**TASK OBJECTIVE**
Reproduce the rows from the line containing "the grandstand roof" through the end of the rows, updating every "position" to "location" and leaving everything else unchanged.

**GIVEN DATA**
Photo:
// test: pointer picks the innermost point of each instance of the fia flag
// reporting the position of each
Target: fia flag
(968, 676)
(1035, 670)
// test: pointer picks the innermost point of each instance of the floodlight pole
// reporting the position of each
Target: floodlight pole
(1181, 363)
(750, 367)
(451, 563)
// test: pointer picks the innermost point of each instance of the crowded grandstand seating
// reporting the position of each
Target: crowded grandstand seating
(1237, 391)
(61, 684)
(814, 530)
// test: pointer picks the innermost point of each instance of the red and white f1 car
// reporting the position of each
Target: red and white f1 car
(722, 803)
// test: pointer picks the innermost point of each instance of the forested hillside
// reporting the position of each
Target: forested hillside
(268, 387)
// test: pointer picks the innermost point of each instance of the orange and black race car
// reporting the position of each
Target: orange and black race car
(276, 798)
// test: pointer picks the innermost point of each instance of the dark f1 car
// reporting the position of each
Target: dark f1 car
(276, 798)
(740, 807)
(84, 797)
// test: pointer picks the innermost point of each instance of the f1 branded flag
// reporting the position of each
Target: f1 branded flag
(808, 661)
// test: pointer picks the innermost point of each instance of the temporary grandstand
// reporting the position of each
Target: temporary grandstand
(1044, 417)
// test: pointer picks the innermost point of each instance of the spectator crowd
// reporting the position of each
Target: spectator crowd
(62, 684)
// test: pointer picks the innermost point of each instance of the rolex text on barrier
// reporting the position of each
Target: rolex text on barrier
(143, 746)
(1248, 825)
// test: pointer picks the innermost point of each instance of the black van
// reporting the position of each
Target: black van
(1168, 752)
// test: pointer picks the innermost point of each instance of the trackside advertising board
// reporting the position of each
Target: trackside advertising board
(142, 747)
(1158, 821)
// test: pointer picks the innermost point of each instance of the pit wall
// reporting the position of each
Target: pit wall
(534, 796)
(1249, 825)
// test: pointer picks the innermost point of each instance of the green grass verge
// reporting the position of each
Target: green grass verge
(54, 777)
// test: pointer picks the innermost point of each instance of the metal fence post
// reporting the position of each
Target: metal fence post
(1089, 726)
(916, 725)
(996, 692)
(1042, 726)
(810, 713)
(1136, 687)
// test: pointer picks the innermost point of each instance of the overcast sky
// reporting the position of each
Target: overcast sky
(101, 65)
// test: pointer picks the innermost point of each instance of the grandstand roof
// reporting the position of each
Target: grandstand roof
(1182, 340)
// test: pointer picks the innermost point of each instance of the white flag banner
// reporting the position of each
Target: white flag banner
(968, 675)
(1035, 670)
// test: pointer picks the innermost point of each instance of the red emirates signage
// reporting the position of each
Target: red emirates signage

**ANSWER FOR THE TASK**
// test: pointer picks the innermost point of each instance of the grandstand roof
// reporting the location of each
Target: grandstand roof
(1182, 340)
// test: pointer picks the innermost point of each instance of the white flag banner
// reporting the location of each
Target: white flag banner
(968, 675)
(1035, 670)
// test: pointer picks the innermost point of each instance of the red emirates signage
// reporting the location of each
Target: red emirates signage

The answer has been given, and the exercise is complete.